### Texte de la page
============

De la multinationale à la PME

Aujourd’hui, les entreprises évoluent au sein d’écosystèmes de plus en plus complexes, indépendamment de la taille de l’entreprise. Cela va probablement s’accentuer dans les années à venir. Les mathématiques fournissent des outils incomparables pour l’analyse et la gestion de cet environnement : traitement du signal et de l’image ; data mining ; IA ; modélisation, simulation, optimisation ; calcul haute performance ; statistiques et calcul stochastique ; sécurité de l’information, cryptographie… Les grands groupes, tout comme les start-up, font appel depuis longtemps aux mathématiques pour doper leur innovation. Or, les mathématiques apportent des solutions à tous les niveaux de la chaîne de valeur d’une entreprise : du développement de nouveaux produits jusqu’à leur commercialisation, en passant par les procédés de fabrication. Les entreprises de toutes tailles peuvent ainsi tirer bénéfice des compétences mathématiques : les PME, en particulier, évoluent au sein de marchés de plus en plus complexes ; les outils d’analyse, de simulation et de prédiction que leur apportent les mathématiques constituent des avantages concurrentiels indéniables.

 

Quelles filières de formation ?

Alors, comment accéder à ces métiers ? Après un baccalauréat à dominante scientifique, il est possible de s’inscrire à l’université en licence de mathématiques, pour poursuivre par un master spécialisé en calcul scientifique, en cryptographie ou en statistiques et traitement des données. À partir d’autres licences scientifiques (physique, mécanique…), on peut également intégrer un master pluridisciplinaire en calcul scientifique. Il en est de même à partir de licences en économie et sciences sociales pour des masters pluridisciplinaires en statistiques. Il existe également des écoles d’ingénieurs proposant une filière en mathématiques appliquées après une classe préparatoire (intégrée ou externe).

Plusieurs écoles d’ingénieurs proposent des aménagements pour suivre une partie ou la totalité d’un master de mathématiques appliquées, avec parfois un double diplôme. Certaines de ces formations sont proposées en alternance, d’autres peuvent être suivies à distance. Ces formations de cinq ans permettent de postuler pour travailler en tant que mathématicien dans une entreprise sur des postes de niveau ingénieur en recherche et développement (R&D), calculs, analyse de données, statistiques, cryptographie. Cette formation de cinq ans peut être poursuivie par un doctorat, qui dure en général trois ans ; il s’agit d’une formation par la recherche, sous forme de contrat à durée déterminée. Il peut se faire en relation avec une entreprise en utilisant le dispositif CIFRE (convention industrielle de formation par la recherche), ce qui facilite ensuite l’embauche dans une entreprise… mais pas forcément dans un établissement d’enseignement supérieur.

============

### Travail demandé
a – D'après le texte sur les mathématiques en entreprise, pourquoi les PME en particulier tirent-elles bénéfice des compétences mathématiques ? Répondez en une à trois phrases.
b – Répondez, s'il vous plaît, à ces questions sur le texte sur les mathématiques en entreprise :
(i) À partir de quelles licences peut-on intégrer un master pluridisciplinaire en statistiques ?
(ii) Combien de temps dure en général le doctorat ?
(iii) Que désigne le sigle CIFRE ?
c – Reprenez le texte sur les mathématiques en entreprise à la suite de sa dernière phrase.

============

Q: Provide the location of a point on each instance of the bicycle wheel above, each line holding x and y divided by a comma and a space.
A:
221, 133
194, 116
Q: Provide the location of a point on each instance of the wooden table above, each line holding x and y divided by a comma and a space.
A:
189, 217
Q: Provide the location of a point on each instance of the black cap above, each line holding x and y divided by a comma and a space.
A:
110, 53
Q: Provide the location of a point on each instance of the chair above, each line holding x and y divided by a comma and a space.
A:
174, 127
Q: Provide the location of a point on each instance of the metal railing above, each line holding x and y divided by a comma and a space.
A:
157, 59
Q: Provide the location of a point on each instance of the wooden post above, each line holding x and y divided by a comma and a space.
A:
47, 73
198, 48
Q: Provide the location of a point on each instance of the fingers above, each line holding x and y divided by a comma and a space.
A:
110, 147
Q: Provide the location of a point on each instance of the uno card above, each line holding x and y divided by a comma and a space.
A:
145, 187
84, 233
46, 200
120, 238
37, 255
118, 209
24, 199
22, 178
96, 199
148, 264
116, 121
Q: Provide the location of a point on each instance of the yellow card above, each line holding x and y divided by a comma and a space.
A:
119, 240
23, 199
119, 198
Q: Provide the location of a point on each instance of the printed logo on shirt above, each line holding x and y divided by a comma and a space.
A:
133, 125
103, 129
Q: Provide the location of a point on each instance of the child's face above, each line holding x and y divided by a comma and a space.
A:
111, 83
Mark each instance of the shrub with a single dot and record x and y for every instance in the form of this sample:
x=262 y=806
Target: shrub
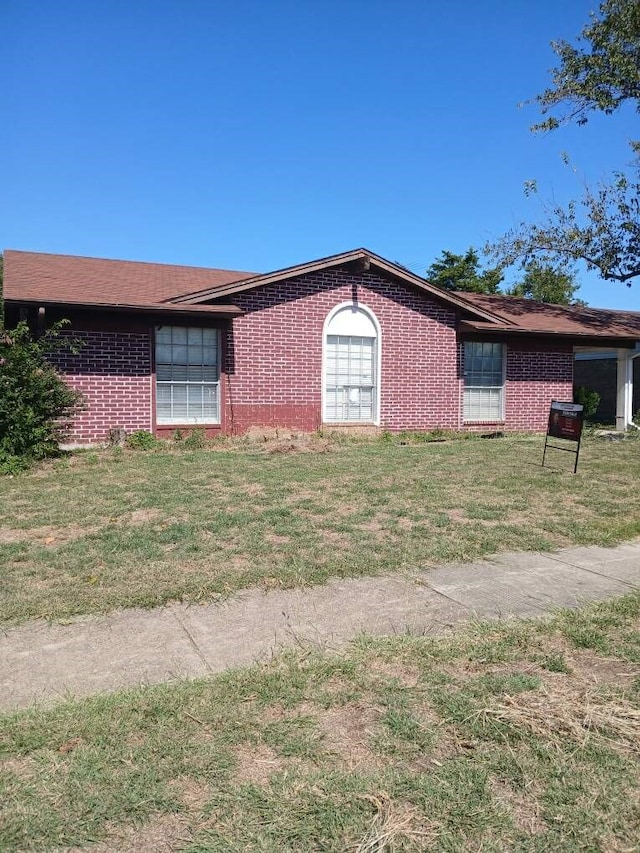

============

### Réponses dans l'ordre
a – Les PME évoluent au sein de marchés de plus en plus complexes. Les outils d'analyse, de simulation et de prédiction que leur apportent les mathématiques constituent donc pour elles des avantages concurrentiels indéniables.

b –
(i) Les licences en économie et sciences sociales.
(ii) Trois ans.
(iii) La convention industrielle de formation par la recherche.

c –
Lorsque l’on souhaite compléter sa formation initiale en acquérant des compétences mathématiques, on peut avoir recours aux formations continues proposées par les établissements d’enseignement supérieur. Beaucoup de masters sont ainsi directement accessibles. Exigeantes, ces formations peuvent nécessiter une disponibilité importante, pas toujours compatible avec une activité salariée en parallèle (à moins de convenir d’un étalement de la formation ou de bénéficier d’un congé spécifique). Une autre possibilité est de suivre des formations courtes sur quelques jours financées par l’employeur. Cela permettra d’acquérir les bases nécessaires à un domaine nouveau pour soi ou de se spécialiser sur une technique de pointe.

 

* Pour en prendre la mesure, on peut consulter les brochures suivantes :
L’explosion des mathématiques (2002) : smai.emath.fr/spip/documents/explosion_math.pdf
Mathématiques, l’explosion continue (2013) : smai.emath.fr/documents/math_explosion2013.pdf

 

Nicolas Nguyen est président de l’association Le Temps des Sciences (voir « Des journées pour l'innovation »). Fabrice Mahé est co-directeur de l’Agence Lebesgue, mathématiques pour l’innovation.